Complete the following
1) In the RF link kit thread, what are the two walls between the sender and receiver made of?
2) Rewrite the RF link kit thread from "To get as high" to "of the messages.", putting "receiving unit" in place of "receiver".
3) Extend the RF link kit thread from the point where it stops.
** START Extract **
Low range on 433Mhz RF link kit

I am using this http://www.seeedstudio.com/depot/433mhz-rf-link-kit-p-127.html to send a message over RF.

To get as high range as possible, I am powering the sender with 12V (Transmitor Input Voltage: 3-12V), but still it seems low and very unreliable.

Between the sender and receiver, there are two walls (made of wood and rockwool), and an airline of around 12 meters.

To improve the range I started trying to use wire as antennas for the sender, and came up with two wires with a length of 6cm was the best, but still it only completes less than 50% of the messages send.

For the receiver the picture says that an optional 10-15cm wire can be used, but there are already one on it (small rolled up), and it is glued to the board, so it will be a mess to replace it with another wire.
Managed to get a straight wire attached instead, improved the reception a bit, so now it is receiving around 50-60% of the messages.

Is the 12 meter range around what this set can do, or are there something that can be changed to improve it?

To send and receive the messages, I am using these:

Sending the messages through the Arduino's pin 3
Sender

#include <VirtualWire.h>
#undef int
#undef abs
#undef double
#undef float
#undef round

void setup()
** END Extract **
** START Records **
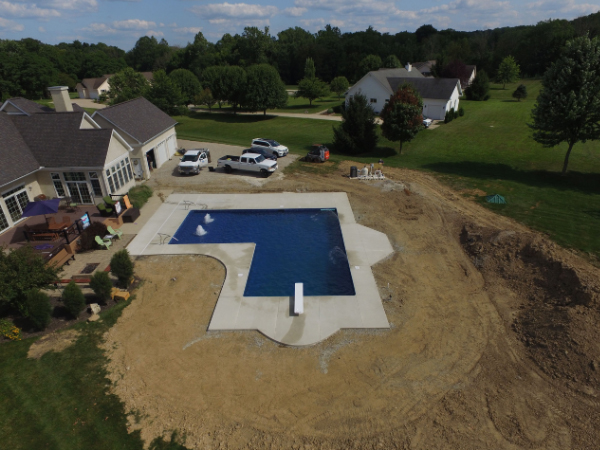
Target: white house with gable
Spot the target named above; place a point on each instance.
(439, 94)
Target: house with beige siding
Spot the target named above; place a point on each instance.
(66, 153)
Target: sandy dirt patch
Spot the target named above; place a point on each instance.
(493, 341)
(53, 342)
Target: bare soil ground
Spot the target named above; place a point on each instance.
(494, 341)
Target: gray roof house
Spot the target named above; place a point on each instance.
(439, 94)
(66, 153)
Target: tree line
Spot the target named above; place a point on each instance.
(28, 66)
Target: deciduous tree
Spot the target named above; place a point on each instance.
(402, 115)
(358, 131)
(568, 106)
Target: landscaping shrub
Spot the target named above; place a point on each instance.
(87, 240)
(37, 309)
(139, 195)
(101, 284)
(122, 267)
(73, 299)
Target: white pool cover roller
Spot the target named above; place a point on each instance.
(299, 299)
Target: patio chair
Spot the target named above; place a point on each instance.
(103, 243)
(116, 232)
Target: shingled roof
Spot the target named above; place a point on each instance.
(434, 88)
(138, 118)
(17, 159)
(55, 140)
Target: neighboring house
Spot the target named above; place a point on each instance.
(94, 87)
(439, 94)
(66, 153)
(149, 131)
(425, 67)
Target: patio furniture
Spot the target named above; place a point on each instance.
(114, 232)
(103, 243)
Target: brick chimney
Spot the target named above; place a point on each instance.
(61, 99)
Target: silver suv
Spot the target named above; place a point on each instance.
(269, 144)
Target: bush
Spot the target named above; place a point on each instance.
(73, 299)
(139, 195)
(87, 240)
(37, 309)
(122, 267)
(101, 284)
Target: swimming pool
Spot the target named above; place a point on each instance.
(292, 246)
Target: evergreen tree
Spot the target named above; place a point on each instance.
(339, 85)
(568, 106)
(479, 89)
(358, 132)
(264, 89)
(520, 92)
(508, 71)
(402, 115)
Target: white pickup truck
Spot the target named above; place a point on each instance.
(249, 161)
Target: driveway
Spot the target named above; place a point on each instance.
(168, 176)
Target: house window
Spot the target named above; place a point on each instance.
(16, 200)
(95, 184)
(58, 186)
(119, 175)
(3, 221)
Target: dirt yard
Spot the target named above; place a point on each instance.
(494, 341)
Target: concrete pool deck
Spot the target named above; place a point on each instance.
(273, 316)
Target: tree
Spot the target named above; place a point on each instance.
(22, 270)
(479, 90)
(264, 89)
(508, 71)
(311, 88)
(402, 115)
(165, 94)
(520, 92)
(568, 106)
(392, 62)
(339, 85)
(369, 63)
(205, 98)
(101, 284)
(73, 299)
(188, 84)
(358, 131)
(121, 266)
(126, 85)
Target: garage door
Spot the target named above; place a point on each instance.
(160, 152)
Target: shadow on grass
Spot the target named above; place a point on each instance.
(585, 182)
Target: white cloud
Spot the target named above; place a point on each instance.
(10, 25)
(133, 24)
(294, 12)
(234, 10)
(21, 10)
(188, 30)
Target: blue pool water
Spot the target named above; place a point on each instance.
(292, 246)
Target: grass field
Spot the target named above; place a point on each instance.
(61, 401)
(489, 149)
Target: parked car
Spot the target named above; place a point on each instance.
(261, 151)
(250, 161)
(193, 161)
(275, 147)
(318, 153)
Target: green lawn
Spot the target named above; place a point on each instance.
(490, 149)
(62, 400)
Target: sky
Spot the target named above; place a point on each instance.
(123, 22)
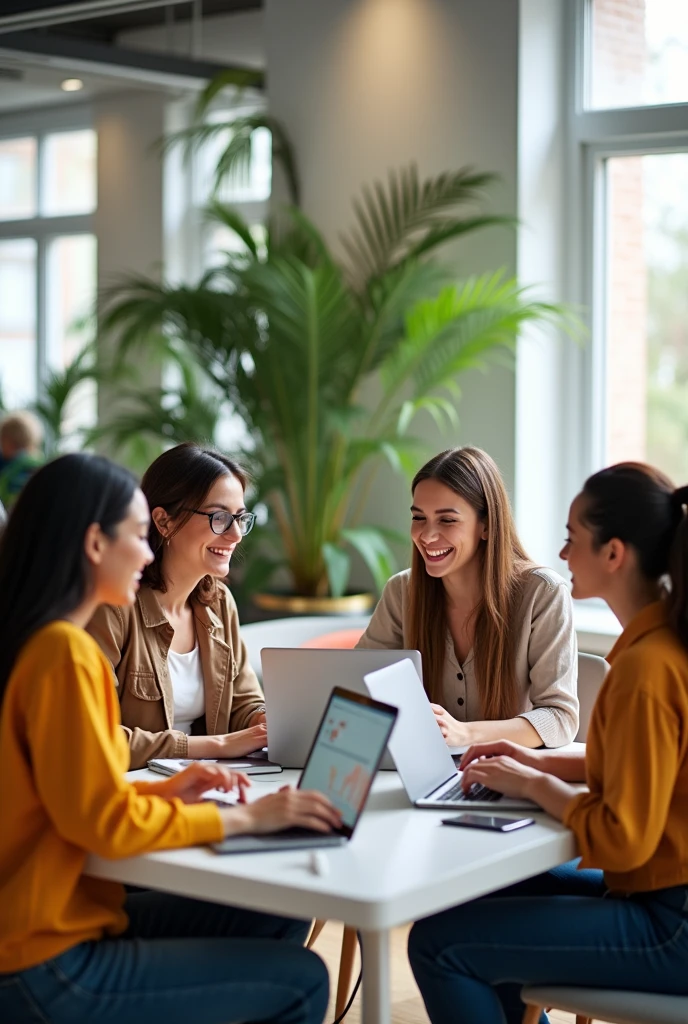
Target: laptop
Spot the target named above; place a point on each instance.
(342, 762)
(298, 681)
(423, 759)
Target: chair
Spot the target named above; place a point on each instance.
(592, 671)
(312, 631)
(617, 1007)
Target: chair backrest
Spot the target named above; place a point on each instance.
(299, 631)
(592, 671)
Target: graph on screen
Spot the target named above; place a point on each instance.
(348, 747)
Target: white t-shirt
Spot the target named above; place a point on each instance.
(186, 678)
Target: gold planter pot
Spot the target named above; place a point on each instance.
(293, 604)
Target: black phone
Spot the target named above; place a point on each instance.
(490, 821)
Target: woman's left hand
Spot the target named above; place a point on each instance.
(189, 784)
(455, 733)
(503, 774)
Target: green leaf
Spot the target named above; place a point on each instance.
(371, 544)
(339, 566)
(410, 217)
** END Records **
The replies
1) Wood and rockwool.

2)
To get as high range as possible, I am powering the sender with 12V (Transmitor Input Voltage: 3-12V), but still it seems low and very unreliable.

Between the sender and receiving unit, there are two walls (made of wood and rockwool), and an airline of around 12 meters.

To improve the range I started trying to use wire as antennas for the sender, and came up with two wires with a length of 6cm was the best, but still it only completes less than 50% of the messages send.

For the receiving unit the picture says that an optional 10-15cm wire can be used, but there are already one on it (small rolled up), and it is glued to the board, so it will be a mess to replace it with another wire.
Managed to get a straight wire attached instead, improved the reception a bit, so now it is receiving around 50-60% of the messages.

3)
{
  // Initialise the IO and ISR
  vw_set_ptt_inverted(true);               // Required for RF Link module
  vw_set_tx_pin(3);                        // pin 3 is used as the transmit data out into the TX Link module, change this to suit your needs.
}

void loop()
{
  rfSend("this is a test");
  delay(5000);
}


void rfSend(String message)
{
  char output[100];

  message.toCharArray(output, 99);

  vw_setup(2000);
  vw_send((uint8_t *)output, strlen(output));
  vw_wait_tx();                          // Wait for message to finish
  vw_setup(40);
}

Receiver is powered by the Arduino's 5V, and sending the received data to the Arduino's pin 2
Receiver

#include <VirtualWire.h>
#undef int
#undef abs
#undef double
#undef float
#undef round

#define rxPin 2


const int ledPin =  13;      // the number of the LED pin
int ledState = LOW;             // ledState used to set the LED
long onMillis = 0;        // will store last time LED was updated


void setup()
{
  Serial.begin(9600);
  pinMode(ledPin, OUTPUT); 

  // Initialise the IO and ISR
  vw_set_ptt_inverted(true);          // Required for RX Link Module
  vw_setup(2000);                     // Bits per sec
  vw_set_rx_pin(rxPin);               // We will be receiving on pin 2 ie the RX pin from the module connects to this pin.
  vw_rx_start();                      // Start the receiver
}

void loop()
{
  uint8_t buf[VW_MAX_MESSAGE_LEN];
  uint8_t buflen = VW_MAX_MESSAGE_LEN;

  if (vw_get_message(buf, &buflen))   // check to see if anything has been received
  {
    int i;
    // Message with a good checksum received.

    for (i = 0; i < buflen; i++)
    {
      Serial.print(buf[i]);          // the received data is stored in buffer
    }
    Serial.println(" ");
    digitalWrite(ledPin, HIGH);
    onMillis = millis();
  }

  if (millis() - onMillis > 100 && onMillis > 0)
  {
    onMillis = 0;
    digitalWrite(ledPin, LOW);
  }
}

The vw_setup(2000); should be the bitrate it transmits with (and the same they got in their example), isn't that way below 9600?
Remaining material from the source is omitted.